• ЗАДАНИЕ 1:
Проверьте по отрывку из записок Софьи Толстой, верны ли утверждения: (а) Таню с семьей проводили в Швейцарию 18 сентября; (б) на Смоленском вокзале Таня выглядела здоровой и бодрой; (в) день именин прошел не в Москве. На каждое ответьте «да» или «нет» и приведите точную цитату, которая это решает.
• ЗАДАНИЕ 2:
Допишите отрывок из записок Софьи Толстой дальше, начиная сразу после последней фразы.

• ФРАГМЕНТ ТЕКСТА:
————————
Софья Толстая - Мой муж Лев Толстой
Давно не писала – и жизнь пролетела. 18 сентября с болью сердца проводила мою Таню с ее семьей в Швейцарию, в Montreux.
Такая она была жалкая, бледная, худая, когда хлопотала на Смоленском вокзале с вещами и сопровождала больного мужа. Теперь от нее известия хорошие – слава Богу.
День именин провела тоже в Москве. Было много гостей, прощавшихся с Сухотиными, и С.И., которого я случайно увидела на улице и позвала. Он строго серьезен, что-то в нем очень изменилось, и еще он стал более непроницаем.
————————
• ЗАПИСИ:
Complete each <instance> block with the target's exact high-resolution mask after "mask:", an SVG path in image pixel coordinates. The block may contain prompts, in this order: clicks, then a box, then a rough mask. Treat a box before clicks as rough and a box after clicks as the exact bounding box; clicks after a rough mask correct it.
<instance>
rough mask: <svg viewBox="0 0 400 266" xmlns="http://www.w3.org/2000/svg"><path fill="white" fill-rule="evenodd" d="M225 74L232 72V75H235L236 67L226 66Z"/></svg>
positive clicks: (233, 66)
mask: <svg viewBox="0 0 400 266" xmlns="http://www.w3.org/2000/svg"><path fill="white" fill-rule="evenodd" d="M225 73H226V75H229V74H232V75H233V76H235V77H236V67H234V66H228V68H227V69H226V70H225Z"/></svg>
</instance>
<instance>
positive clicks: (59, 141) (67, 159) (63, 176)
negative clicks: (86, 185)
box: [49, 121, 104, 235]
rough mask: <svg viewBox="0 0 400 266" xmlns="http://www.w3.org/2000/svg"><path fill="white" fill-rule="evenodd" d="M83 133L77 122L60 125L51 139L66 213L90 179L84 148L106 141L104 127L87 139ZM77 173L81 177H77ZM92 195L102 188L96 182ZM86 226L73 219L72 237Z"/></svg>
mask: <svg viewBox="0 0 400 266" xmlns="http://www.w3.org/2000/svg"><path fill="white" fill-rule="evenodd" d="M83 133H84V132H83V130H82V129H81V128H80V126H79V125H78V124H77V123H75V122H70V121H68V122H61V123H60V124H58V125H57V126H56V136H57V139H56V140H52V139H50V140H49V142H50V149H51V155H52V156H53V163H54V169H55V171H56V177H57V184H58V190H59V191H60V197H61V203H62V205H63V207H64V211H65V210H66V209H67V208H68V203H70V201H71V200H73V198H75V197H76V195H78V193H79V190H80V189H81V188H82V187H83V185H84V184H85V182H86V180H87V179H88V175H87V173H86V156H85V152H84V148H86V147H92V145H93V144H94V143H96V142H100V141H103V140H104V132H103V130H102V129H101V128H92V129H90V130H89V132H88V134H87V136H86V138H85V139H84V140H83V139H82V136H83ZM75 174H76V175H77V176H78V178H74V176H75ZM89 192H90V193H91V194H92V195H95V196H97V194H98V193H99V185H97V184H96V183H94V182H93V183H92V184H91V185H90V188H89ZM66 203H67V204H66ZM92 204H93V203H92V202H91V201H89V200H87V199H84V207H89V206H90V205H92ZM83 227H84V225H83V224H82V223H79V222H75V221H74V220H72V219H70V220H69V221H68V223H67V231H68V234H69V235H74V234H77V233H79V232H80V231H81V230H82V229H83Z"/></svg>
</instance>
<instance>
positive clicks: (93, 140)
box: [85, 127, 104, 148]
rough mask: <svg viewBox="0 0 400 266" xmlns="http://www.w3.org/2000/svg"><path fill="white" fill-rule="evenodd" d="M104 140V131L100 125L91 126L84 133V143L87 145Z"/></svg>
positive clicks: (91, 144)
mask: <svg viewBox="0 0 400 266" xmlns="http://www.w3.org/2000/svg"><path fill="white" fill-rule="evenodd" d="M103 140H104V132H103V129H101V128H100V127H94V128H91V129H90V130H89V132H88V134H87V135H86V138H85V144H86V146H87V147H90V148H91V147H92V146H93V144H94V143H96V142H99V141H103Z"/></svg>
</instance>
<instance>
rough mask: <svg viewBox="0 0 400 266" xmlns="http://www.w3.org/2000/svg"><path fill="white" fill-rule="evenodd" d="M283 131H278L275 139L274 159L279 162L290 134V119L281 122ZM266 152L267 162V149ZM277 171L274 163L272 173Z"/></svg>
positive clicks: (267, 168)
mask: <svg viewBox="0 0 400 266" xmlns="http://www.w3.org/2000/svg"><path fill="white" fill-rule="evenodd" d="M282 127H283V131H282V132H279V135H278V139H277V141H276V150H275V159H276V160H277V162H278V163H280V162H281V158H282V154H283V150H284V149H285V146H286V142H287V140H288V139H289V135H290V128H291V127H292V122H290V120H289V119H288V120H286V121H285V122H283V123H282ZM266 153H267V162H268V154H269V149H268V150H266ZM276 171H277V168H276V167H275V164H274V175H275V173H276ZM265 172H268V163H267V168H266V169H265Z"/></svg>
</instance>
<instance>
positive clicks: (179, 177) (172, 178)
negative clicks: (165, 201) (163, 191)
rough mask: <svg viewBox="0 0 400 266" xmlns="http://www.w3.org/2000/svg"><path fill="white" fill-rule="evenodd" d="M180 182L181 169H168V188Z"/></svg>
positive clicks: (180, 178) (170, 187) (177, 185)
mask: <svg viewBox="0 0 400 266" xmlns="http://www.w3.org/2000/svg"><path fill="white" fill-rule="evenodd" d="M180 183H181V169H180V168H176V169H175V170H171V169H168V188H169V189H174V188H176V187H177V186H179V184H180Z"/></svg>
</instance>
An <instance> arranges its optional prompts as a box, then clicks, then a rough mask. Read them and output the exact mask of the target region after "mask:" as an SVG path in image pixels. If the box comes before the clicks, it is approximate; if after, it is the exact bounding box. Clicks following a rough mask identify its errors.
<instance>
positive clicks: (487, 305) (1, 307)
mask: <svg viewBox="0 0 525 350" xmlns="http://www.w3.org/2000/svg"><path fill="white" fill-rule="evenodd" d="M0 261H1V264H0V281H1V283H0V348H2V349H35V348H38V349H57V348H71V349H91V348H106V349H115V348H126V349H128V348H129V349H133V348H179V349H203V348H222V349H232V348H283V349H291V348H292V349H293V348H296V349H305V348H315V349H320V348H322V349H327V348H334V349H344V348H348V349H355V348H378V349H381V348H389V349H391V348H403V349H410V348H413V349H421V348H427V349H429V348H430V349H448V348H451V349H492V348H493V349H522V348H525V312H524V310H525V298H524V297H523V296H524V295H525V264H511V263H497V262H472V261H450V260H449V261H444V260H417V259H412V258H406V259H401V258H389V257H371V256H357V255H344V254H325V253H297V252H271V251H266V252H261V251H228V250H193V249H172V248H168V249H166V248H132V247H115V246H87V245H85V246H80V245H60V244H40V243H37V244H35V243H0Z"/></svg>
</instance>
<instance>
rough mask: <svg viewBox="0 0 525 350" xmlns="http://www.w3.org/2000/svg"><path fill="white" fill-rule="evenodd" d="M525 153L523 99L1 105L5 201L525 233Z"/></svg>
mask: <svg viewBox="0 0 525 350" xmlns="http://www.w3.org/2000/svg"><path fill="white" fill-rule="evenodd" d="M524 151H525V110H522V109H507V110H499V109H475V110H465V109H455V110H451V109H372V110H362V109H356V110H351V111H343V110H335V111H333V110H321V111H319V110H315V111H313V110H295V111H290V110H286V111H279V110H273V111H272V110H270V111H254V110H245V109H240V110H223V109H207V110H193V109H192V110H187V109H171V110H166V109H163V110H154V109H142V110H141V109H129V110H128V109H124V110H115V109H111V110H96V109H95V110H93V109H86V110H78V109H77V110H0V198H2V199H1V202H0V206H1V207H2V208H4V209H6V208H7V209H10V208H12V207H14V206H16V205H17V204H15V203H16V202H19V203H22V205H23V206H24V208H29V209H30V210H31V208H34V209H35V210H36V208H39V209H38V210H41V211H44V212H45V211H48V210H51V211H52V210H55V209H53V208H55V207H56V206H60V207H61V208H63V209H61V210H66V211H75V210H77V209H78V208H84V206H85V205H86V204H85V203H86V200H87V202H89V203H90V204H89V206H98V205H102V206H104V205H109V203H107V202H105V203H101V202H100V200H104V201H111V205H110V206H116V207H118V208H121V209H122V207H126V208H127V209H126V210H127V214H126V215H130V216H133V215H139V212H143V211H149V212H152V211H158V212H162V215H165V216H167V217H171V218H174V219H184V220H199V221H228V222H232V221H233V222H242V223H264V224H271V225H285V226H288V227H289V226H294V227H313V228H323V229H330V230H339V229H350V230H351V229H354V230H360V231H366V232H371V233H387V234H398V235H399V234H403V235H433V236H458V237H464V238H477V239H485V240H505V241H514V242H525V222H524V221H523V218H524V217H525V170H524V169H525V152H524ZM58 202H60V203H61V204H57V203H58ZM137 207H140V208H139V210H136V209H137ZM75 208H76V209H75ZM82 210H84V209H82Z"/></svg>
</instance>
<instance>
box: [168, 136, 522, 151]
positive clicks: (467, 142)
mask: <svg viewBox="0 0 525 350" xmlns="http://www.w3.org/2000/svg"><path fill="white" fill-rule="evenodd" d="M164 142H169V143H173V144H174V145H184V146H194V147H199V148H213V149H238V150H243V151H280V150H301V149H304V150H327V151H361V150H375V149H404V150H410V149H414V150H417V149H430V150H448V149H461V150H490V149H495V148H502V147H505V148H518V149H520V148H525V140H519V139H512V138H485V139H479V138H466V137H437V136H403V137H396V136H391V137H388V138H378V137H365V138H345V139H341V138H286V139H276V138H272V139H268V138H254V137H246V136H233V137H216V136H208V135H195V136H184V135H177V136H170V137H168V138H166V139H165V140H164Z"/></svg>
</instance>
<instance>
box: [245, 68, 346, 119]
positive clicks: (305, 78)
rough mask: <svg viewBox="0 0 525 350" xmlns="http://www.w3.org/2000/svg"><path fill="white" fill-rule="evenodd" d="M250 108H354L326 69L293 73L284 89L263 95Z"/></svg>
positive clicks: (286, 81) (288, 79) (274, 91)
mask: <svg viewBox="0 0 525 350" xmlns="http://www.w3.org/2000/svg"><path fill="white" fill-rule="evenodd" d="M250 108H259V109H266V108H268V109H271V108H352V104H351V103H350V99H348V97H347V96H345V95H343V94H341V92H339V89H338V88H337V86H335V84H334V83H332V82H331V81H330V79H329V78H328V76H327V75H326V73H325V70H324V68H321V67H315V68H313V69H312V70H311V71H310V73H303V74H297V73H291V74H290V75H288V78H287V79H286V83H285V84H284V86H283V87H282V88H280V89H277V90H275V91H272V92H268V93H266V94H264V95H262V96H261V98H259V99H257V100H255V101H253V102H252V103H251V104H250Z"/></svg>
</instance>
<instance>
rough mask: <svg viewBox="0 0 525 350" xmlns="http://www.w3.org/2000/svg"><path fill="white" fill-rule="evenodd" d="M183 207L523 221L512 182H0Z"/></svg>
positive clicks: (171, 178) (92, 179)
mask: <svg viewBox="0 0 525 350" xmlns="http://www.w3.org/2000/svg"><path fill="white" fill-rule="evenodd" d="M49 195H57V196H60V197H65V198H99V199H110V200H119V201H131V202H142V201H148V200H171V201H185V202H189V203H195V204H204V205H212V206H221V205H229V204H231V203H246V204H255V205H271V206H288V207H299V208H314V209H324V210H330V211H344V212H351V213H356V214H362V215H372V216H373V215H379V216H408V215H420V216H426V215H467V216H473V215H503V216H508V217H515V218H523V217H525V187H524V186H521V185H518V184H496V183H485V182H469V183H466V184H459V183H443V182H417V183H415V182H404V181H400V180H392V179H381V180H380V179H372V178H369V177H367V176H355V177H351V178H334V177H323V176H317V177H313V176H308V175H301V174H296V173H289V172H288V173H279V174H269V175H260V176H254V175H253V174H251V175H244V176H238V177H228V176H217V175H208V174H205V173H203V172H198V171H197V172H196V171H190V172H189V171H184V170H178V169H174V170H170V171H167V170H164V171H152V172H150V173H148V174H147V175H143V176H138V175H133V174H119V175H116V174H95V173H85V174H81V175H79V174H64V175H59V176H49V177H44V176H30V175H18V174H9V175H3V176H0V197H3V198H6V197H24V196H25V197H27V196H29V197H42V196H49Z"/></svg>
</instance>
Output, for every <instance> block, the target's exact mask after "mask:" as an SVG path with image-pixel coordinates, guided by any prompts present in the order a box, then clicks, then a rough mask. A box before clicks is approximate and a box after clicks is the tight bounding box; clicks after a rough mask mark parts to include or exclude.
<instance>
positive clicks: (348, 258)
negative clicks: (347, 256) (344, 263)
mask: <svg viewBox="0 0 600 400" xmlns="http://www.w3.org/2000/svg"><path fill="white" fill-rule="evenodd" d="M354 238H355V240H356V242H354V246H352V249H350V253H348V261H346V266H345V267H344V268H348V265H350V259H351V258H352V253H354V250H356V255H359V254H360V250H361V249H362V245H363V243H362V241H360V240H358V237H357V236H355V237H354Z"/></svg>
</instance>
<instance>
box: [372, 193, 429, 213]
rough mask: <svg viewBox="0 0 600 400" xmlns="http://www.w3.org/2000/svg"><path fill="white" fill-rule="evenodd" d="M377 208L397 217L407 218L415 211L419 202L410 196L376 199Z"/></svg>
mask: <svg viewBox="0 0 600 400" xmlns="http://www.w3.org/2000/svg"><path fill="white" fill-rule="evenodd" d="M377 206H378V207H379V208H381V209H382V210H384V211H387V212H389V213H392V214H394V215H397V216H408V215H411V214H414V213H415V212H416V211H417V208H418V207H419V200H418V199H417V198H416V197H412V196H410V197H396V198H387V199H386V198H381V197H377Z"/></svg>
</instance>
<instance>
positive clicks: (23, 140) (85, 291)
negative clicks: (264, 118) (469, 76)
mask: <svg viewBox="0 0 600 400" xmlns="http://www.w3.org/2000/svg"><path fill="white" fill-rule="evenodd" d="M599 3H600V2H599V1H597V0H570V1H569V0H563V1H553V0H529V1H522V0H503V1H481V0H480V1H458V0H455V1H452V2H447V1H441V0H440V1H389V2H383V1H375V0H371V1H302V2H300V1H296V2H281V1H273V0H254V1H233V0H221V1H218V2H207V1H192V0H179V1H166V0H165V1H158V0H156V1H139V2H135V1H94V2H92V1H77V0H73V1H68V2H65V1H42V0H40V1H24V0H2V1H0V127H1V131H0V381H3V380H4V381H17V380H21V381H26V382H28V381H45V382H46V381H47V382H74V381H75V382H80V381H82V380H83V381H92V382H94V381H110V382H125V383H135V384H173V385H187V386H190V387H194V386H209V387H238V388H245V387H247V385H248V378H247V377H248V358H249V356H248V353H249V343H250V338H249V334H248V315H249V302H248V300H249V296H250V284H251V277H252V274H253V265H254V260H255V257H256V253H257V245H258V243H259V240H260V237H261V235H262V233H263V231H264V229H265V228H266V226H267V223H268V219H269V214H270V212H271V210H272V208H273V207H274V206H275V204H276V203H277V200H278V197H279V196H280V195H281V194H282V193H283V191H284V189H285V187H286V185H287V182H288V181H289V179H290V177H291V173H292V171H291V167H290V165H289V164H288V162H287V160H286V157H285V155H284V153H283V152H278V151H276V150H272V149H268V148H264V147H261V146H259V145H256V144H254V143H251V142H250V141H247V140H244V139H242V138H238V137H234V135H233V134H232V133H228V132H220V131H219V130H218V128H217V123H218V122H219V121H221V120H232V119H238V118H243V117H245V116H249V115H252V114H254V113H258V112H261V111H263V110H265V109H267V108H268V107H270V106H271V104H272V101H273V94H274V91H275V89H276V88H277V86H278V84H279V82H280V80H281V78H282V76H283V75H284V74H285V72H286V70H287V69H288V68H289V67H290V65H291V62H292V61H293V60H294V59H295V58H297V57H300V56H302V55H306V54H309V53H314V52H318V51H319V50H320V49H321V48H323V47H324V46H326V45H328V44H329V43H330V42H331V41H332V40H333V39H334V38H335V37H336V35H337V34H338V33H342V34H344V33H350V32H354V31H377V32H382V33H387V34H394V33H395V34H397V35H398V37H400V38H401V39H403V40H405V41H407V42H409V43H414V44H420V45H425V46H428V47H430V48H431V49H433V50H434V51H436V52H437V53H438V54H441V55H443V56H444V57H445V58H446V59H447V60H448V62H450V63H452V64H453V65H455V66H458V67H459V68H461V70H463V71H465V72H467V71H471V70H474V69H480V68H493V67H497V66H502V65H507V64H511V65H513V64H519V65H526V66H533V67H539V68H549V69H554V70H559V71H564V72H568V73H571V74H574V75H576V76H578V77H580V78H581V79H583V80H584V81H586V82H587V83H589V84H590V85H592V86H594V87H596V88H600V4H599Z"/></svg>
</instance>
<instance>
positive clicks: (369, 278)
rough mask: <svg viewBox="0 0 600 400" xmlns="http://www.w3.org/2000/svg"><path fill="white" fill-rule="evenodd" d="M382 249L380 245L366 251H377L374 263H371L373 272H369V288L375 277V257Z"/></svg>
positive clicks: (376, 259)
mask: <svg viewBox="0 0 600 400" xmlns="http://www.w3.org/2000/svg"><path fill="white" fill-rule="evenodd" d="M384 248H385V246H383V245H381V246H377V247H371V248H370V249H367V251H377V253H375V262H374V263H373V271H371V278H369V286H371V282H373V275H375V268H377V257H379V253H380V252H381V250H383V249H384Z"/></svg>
————————
• ОТВЕТ 1:
(а) Да: «18 сентября с болью сердца проводила мою Таню с ее семьей в Швейцарию».
(б) Нет: «Такая она была жалкая, бледная, худая».
(в) Нет: «День именин провела тоже в Москве».

• ОТВЕТ 2:
С 10 сентября на 11-е у нас на чердаке был пожар. Сгорели четыре балки, и если б я не усмотрела этого пожара, по какой-то счастливой случайности заглянув на чердак, сгорел бы дом, а, главное, потолок мог бы завалиться на голову Льва Николаевича, который спит как раз в той комнате, над которой горело на чердаке. Мной руководила Божья рука, и благодарю за это Бога.
Жили все это время спокойно, дружно и хорошо. После ремонта и починок в доме я все почистила, убрала, и жизнь наладилась правильная и хорошая. Лев Николаевич был все это время здоров, ездил много верхом, писал «Хаджи-Мурата», которого кончил, и начал писать обращение к духовенству. Вчера он говорил: «Как трудно, надо обличать, а не хочу писать недоброе, чтоб не вызвать дурных чувств».
Но мирная жизнь наша и хорошие отношения с дочерью Машей и ее тенью, т. е. мужем ее Колей – порвались. История эта длинная.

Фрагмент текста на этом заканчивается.